Article
“Un saut technologique qui nous occupera dans les prochaines années”
Filiale d’Eiffage Benelux, le groupe belge de construction Duchêne est un des leaders au sein du Groupe. Pour poursuivre sa croissance, il entend intensifier les synergies et de créer des pôles de compétence.
Quelle était la situation de l’IT à votre arrivée en 2005?
Etienne Rutten: A l’époque, la société employait 100 personnes pour 2 informaticiens. Outre le câblage, et notamment le raccordement du WAN au réseau interentreprise, et la sécurité avec création de domaines séparés, je prends d’emblée en charge le développement d’applications internes en Visual Basic .Net. J’ajoute que les factures d’achat étaient déjà numérisées, de même que le système de pointage des ouvriers.
François Vandecan: Il faut savoir qu’Eiffage Benelux ne compte pas moins de 14 sociétés différentes, dont Duchêne est la plus grande en termes de chiffre d’affaires et d’effectifs. Le Groupe s’est constitué largement par rachats. Or chaque société possédait sa propre informatique avec des applications très spécifiques à chaque métier. Il a été décidé de procéder à une standardisation ‘à la Belge’, entendez au pas à pas, en donnant la priorité à la continuité d’activité de chaque entité, tout en permettant aux filiales de rester agiles et autonomes face à un Groupe assez hiérarchisé. Mais clairement, le message du Groupe est de créer un écosystème IT cohérent et de réduire le nombre d’applications. C’est ainsi que plutôt que du staging manuel pour l’installation de nouveaux PC, nous avons opté pour un imaging standardisé avec mises à jour et distribution de nouveaux logiciels automatiques.

Matériel de travail
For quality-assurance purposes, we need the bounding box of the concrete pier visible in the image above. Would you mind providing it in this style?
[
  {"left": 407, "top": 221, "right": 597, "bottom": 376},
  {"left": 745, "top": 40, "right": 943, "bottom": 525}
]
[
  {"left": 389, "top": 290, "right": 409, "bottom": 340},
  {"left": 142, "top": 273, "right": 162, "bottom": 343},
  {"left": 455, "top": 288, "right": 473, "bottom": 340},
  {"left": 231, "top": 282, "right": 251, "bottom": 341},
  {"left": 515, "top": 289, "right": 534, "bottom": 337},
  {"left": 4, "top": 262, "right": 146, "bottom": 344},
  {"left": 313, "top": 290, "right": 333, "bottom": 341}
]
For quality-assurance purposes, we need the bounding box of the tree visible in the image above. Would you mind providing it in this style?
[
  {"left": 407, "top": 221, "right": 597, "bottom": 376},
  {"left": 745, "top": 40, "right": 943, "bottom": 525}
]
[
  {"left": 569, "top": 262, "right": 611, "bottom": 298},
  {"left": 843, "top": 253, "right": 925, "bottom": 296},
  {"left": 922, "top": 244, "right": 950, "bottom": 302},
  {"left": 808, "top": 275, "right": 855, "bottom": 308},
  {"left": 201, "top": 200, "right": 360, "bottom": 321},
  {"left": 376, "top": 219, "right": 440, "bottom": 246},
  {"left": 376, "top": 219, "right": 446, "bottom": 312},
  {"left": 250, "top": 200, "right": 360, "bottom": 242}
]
* * *
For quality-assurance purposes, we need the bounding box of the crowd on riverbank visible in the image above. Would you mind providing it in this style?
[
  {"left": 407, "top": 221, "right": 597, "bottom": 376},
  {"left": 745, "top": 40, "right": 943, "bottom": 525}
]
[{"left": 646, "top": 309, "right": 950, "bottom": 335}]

Défis
**1.** Selon l'article, combien de sociétés différentes Eiffage Benelux compte-t-il ?
**2.** Indiquez seulement le nombre de lignes des enregistrements qui contiennent le mot « above ».
Les enregistrements n'ont aucun rapport avec l'article.

Bonnes réponses
**1.** Eiffage Benelux compte 14 sociétés différentes.

**2.** 3